IT was announced this week that from next summer the European Union will cease to outlaw non-uniform vegetables and fruit. The question which followed is: "but will we eat wonky veg"?
I'm sorry, but we seem to have lost our collective marbles.
Once a cucumber is sliced, who is to know it never met the criteria for the "maximum arc" as defined by the European Union under Commission Regulation (EEC) No 1677/88. Passed on June 15
1988, it lays down that Class I cucumbers must "be reasonably well shaped and practically straight (maximum height of the arc: 10 mm per 10 cm of the length of cucumber)".
When a carrot has been sliced and cooked, who cares, when it appears on your plate, that in the raw state the carrot diverged from Commission Regulation No 730/1999 of April 7 1999. This ordered that a carrot must be "not forked, free from secondary roots"?
It drove commercial growers mad trying to match-up these bureaucratic categories laid down in an office with the reality of what they dug out of their fields.
It was quite possible for their produce to be below Class I but too good for Class II and therefore, on the market, to exist in a kind of legal limbo. The British enforcer – the Rural Payments Agency – could and did stop traders selling produce that was the wrong size, in some cases prosecuting offenders.

## Data block
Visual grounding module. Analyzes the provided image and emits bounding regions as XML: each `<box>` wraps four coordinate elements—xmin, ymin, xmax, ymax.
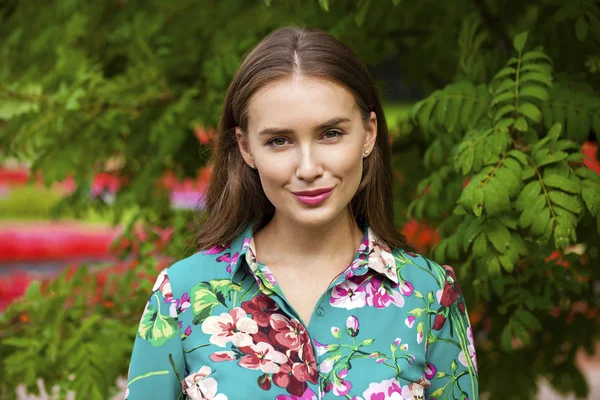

## Stated problem
From the article on the EU rules for oddly shaped fruit and vegetables, extract the part that opens with the words containing "When a carrot" and closes with "of their fields.". The data that comes after this article has nothing to do with it.

## Output below
When a carrot has been sliced and cooked, who cares, when it appears on your plate, that in the raw state the carrot diverged from Commission Regulation No 730/1999 of April 7 1999. This ordered that a carrot must be "not forked, free from secondary roots"?
It drove commercial growers mad trying to match-up these bureaucratic categories laid down in an office with the reality of what they dug out of their fields.